## [WORK TO COMPLETE]
Repeat the material below exactly, with no pictures.

___

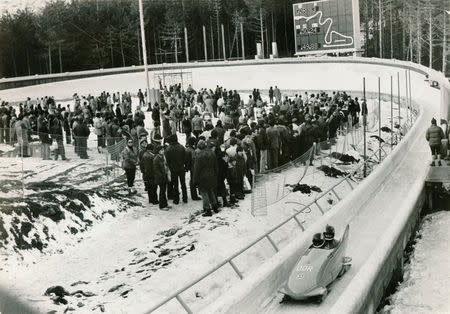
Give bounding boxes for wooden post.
[408,70,412,126]
[378,0,383,58]
[405,70,409,129]
[203,25,208,62]
[391,75,394,148]
[220,24,227,61]
[363,77,367,178]
[429,7,433,69]
[378,77,381,163]
[397,72,402,139]
[58,42,62,73]
[184,26,189,62]
[259,7,264,59]
[139,0,151,110]
[241,23,244,59]
[442,12,447,75]
[48,42,52,74]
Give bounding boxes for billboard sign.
[293,0,361,55]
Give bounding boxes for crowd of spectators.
[0,84,367,216]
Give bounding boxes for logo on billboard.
[295,9,353,48]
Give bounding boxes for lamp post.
[139,0,151,110]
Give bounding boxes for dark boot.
[202,208,212,217]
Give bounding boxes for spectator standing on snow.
[38,118,52,160]
[165,134,187,204]
[266,120,281,169]
[139,144,158,205]
[121,138,137,194]
[425,118,445,166]
[153,145,171,210]
[49,114,67,160]
[273,86,281,105]
[269,86,273,104]
[94,113,106,154]
[194,140,219,216]
[192,112,203,139]
[185,137,201,201]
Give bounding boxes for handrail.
[145,116,412,314]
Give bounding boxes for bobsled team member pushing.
[323,225,337,250]
[312,233,325,249]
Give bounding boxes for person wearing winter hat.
[425,118,445,166]
[121,138,137,194]
[312,233,325,249]
[193,140,219,217]
[323,225,337,249]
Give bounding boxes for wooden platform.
[426,166,450,183]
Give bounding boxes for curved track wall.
[0,58,450,313]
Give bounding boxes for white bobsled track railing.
[145,107,418,314]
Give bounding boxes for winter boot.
[212,203,220,214]
[202,207,212,217]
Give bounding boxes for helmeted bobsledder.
[279,225,351,302]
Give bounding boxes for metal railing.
[145,106,417,314]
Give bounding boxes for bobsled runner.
[279,225,351,302]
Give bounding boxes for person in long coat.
[121,138,137,194]
[194,140,218,216]
[153,145,171,210]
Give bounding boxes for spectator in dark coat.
[425,118,445,166]
[165,134,187,204]
[49,114,67,160]
[121,138,137,194]
[139,144,158,205]
[185,137,201,201]
[327,109,341,142]
[73,119,91,159]
[38,118,52,160]
[181,115,192,141]
[153,146,171,210]
[266,120,281,169]
[194,140,218,216]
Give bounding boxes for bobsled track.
[0,58,450,314]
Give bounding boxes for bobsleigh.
[279,225,351,301]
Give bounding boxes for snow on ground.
[383,211,450,314]
[0,75,412,313]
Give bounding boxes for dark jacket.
[184,146,195,171]
[266,126,281,150]
[139,150,155,181]
[425,124,445,146]
[193,148,218,190]
[153,153,168,184]
[164,143,186,173]
[122,146,137,169]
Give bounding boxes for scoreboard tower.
[293,0,361,56]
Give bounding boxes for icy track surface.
[383,212,450,314]
[0,59,436,313]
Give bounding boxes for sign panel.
[293,0,361,55]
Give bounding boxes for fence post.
[20,140,24,198]
[362,77,367,178]
[391,75,394,150]
[378,77,381,163]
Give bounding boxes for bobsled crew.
[280,225,351,301]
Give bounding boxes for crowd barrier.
[145,105,418,314]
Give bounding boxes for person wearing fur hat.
[121,138,138,194]
[311,233,325,249]
[323,225,337,250]
[153,145,171,210]
[425,118,445,166]
[165,134,187,204]
[193,140,219,217]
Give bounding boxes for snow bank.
[383,212,450,314]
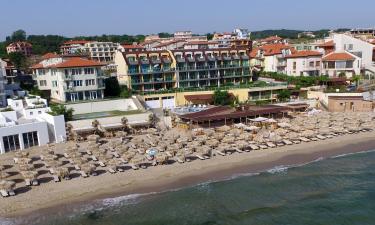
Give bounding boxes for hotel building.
[32,53,105,102]
[115,48,251,92]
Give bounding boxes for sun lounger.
[53,175,60,182]
[0,190,9,197]
[25,179,31,186]
[266,142,276,148]
[283,140,293,145]
[216,150,226,156]
[300,137,310,142]
[316,134,326,140]
[80,170,89,178]
[31,179,39,186]
[249,145,259,150]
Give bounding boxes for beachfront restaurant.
[179,104,308,128]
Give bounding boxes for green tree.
[8,52,26,70]
[212,89,233,105]
[10,30,26,42]
[51,104,74,122]
[352,75,361,87]
[104,77,121,97]
[277,90,291,102]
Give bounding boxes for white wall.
[40,113,66,143]
[66,99,138,115]
[0,122,49,153]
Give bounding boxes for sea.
[3,151,375,225]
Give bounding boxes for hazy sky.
[0,0,375,40]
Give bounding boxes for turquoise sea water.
[6,149,375,225]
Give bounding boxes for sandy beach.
[0,131,375,220]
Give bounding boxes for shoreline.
[0,131,375,219]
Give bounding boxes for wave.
[331,149,375,159]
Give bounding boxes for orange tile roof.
[323,52,355,61]
[121,45,144,49]
[286,51,323,58]
[259,44,293,56]
[64,40,91,45]
[31,57,104,69]
[319,41,335,47]
[42,52,59,59]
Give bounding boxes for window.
[72,69,82,75]
[38,69,46,75]
[85,79,95,86]
[73,80,82,87]
[22,131,39,148]
[39,80,47,87]
[84,68,94,74]
[3,134,20,152]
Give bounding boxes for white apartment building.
[0,59,6,108]
[285,51,323,76]
[84,41,120,62]
[32,55,105,102]
[0,96,66,154]
[322,51,362,78]
[250,43,294,73]
[331,34,375,74]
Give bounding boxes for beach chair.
[283,139,293,145]
[266,142,276,148]
[316,134,326,140]
[0,190,9,197]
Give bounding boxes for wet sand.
[0,132,375,218]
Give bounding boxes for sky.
[0,0,375,40]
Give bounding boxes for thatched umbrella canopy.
[87,134,100,143]
[17,158,32,165]
[301,130,316,137]
[0,180,16,191]
[80,163,96,174]
[216,125,231,133]
[130,155,145,165]
[72,157,88,165]
[14,150,29,158]
[55,167,70,178]
[20,171,38,180]
[253,134,266,143]
[18,163,35,171]
[273,128,288,136]
[285,132,299,140]
[221,136,235,144]
[268,133,283,142]
[107,158,122,170]
[206,139,219,147]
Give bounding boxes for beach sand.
[0,132,375,217]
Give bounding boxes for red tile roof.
[286,51,323,58]
[121,45,144,49]
[31,57,103,69]
[319,41,335,47]
[323,52,355,61]
[42,52,59,59]
[64,40,91,45]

___

## [RESPONSE FOR THIS EXERCISE]
Give bounding boxes for wooden post.
[408,70,412,126]
[378,0,383,58]
[405,70,409,129]
[203,25,208,62]
[391,75,394,148]
[220,24,227,61]
[363,77,367,178]
[429,7,433,69]
[378,77,381,163]
[397,72,402,139]
[58,42,62,73]
[184,26,189,62]
[259,7,264,59]
[139,0,151,110]
[241,23,244,59]
[442,12,447,75]
[48,42,52,74]
Give bounding boxes for billboard sign.
[293,0,361,55]
Give bounding boxes for crowd of spectators.
[0,84,367,216]
Give bounding boxes for logo on billboard.
[295,9,353,48]
Give bounding boxes for lamp post.
[139,0,151,110]
Give bounding boxes for dark boot.
[202,208,212,217]
Give bounding boxes for spectator standing on snow.
[38,118,52,160]
[165,134,187,204]
[266,120,281,169]
[139,144,158,205]
[121,138,137,194]
[425,118,445,166]
[153,145,171,210]
[49,114,67,160]
[273,86,281,105]
[269,86,273,104]
[94,113,106,154]
[194,140,219,216]
[192,112,203,139]
[185,137,201,201]
Give bounding boxes for handrail.
[145,116,412,314]
Give bounding boxes for bobsled team member pushing.
[323,225,337,250]
[312,233,325,249]
Give bounding boxes for person wearing winter hat.
[425,118,445,166]
[121,138,137,194]
[312,233,325,249]
[193,140,219,217]
[323,225,337,249]
Give bounding boxes for wooden platform.
[426,166,450,183]
Give bounding boxes for curved track wall.
[0,58,450,313]
Give bounding boxes for white bobsled track railing.
[145,107,418,314]
Give bounding boxes for winter boot.
[212,203,220,214]
[202,207,212,217]
Give bounding boxes for helmeted bobsledder.
[279,225,351,302]
Give bounding boxes for metal railing.
[145,106,417,314]
Give bounding boxes for bobsled runner.
[279,225,351,302]
Give bounding boxes for person in long coat.
[121,138,137,194]
[194,140,218,216]
[153,145,171,210]
Give bounding boxes for spectator in dark coat.
[425,118,445,166]
[165,134,187,204]
[49,114,67,160]
[121,138,137,194]
[139,144,158,205]
[185,137,201,201]
[327,109,341,142]
[73,119,91,159]
[38,118,52,160]
[181,115,192,141]
[153,146,171,210]
[266,120,281,169]
[194,140,218,216]
Give bounding boxes for bobsled track.
[0,58,450,314]
Give bounding boxes for bobsleigh.
[279,225,351,301]
Give bounding boxes for snow on ground.
[383,211,450,314]
[0,75,412,313]
Give bounding boxes for dark jacket.
[184,146,195,171]
[266,126,281,150]
[139,150,155,181]
[425,124,445,146]
[193,148,218,190]
[153,153,168,184]
[164,143,186,173]
[122,146,137,169]
Give bounding boxes for scoreboard tower.
[293,0,361,56]
Give bounding boxes for icy track surface.
[383,212,450,314]
[0,59,436,313]
Give bounding boxes for sign panel.
[293,0,361,55]
Give bounding boxes for fence post.
[20,140,24,198]
[362,77,367,178]
[391,75,394,150]
[378,77,381,163]
Give bounding boxes for bobsled crew.
[280,225,351,301]
Give bounding boxes for crowd barrier.
[145,105,418,314]
Give bounding boxes for person wearing fur hat.
[121,138,138,194]
[311,233,325,249]
[323,225,337,250]
[153,145,171,210]
[425,118,445,166]
[165,134,187,204]
[193,140,219,217]
Give bounding boxes for snow bank.
[383,212,450,314]
Give bounding boxes for hotel building.
[32,53,105,102]
[115,48,251,92]
Give bounding boxes for sun lounger.
[53,175,60,182]
[0,190,9,197]
[25,179,31,186]
[266,142,276,148]
[283,140,293,145]
[216,150,226,156]
[300,137,310,142]
[316,134,326,140]
[80,170,89,178]
[31,179,39,186]
[249,145,259,150]
Give bounding boxes for beachfront restaurant.
[179,104,308,128]
Give bounding boxes for green tree.
[8,52,26,70]
[212,89,233,105]
[10,30,26,42]
[51,104,74,122]
[352,75,361,87]
[104,77,121,97]
[277,90,291,102]
Give bounding boxes for white wall.
[40,113,66,143]
[66,99,138,115]
[0,122,49,153]
Give bounding boxes for sea.
[3,151,375,225]
Give bounding boxes for hazy sky.
[0,0,375,40]
Give bounding boxes for turquoise sea water.
[6,149,375,225]
Give bounding boxes for sandy beach.
[0,131,375,220]
Give bounding boxes for shoreline.
[0,131,375,219]
Give bounding boxes for wave.
[331,149,375,159]
Give bounding boxes for orange tile roof.
[323,52,355,61]
[121,45,144,49]
[286,51,323,58]
[259,44,293,56]
[64,40,91,45]
[31,57,104,69]
[319,41,335,47]
[42,52,59,59]
Give bounding boxes for window.
[72,69,82,75]
[38,69,46,75]
[85,79,95,86]
[73,80,82,87]
[22,131,39,148]
[39,80,47,87]
[84,68,94,74]
[3,134,20,152]
Give bounding boxes for white apartment building.
[0,59,6,108]
[285,51,323,76]
[84,41,120,62]
[32,55,105,102]
[0,96,66,154]
[322,51,362,78]
[250,43,294,73]
[331,34,375,74]
Give bounding boxes for beach chair.
[283,139,293,145]
[266,142,276,148]
[316,134,326,140]
[0,190,9,197]
Give bounding boxes for wet sand.
[0,132,375,218]
Give bounding boxes for sky.
[0,0,375,40]
Give bounding boxes for thatched umbrella canopy.
[87,134,100,143]
[17,158,32,165]
[301,130,316,137]
[0,180,16,191]
[80,163,96,174]
[216,125,231,133]
[130,155,145,165]
[72,157,88,165]
[14,150,29,158]
[55,167,70,178]
[20,171,38,180]
[253,134,266,143]
[18,163,35,171]
[273,128,288,136]
[285,132,299,140]
[221,136,235,144]
[268,133,283,142]
[107,158,122,170]
[206,139,219,147]
Give bounding boxes for beach sand.
[0,132,375,217]
Give bounding boxes for red tile roof.
[286,51,323,58]
[121,45,144,49]
[31,57,103,69]
[319,41,335,47]
[323,52,355,61]
[42,52,59,59]
[64,40,91,45]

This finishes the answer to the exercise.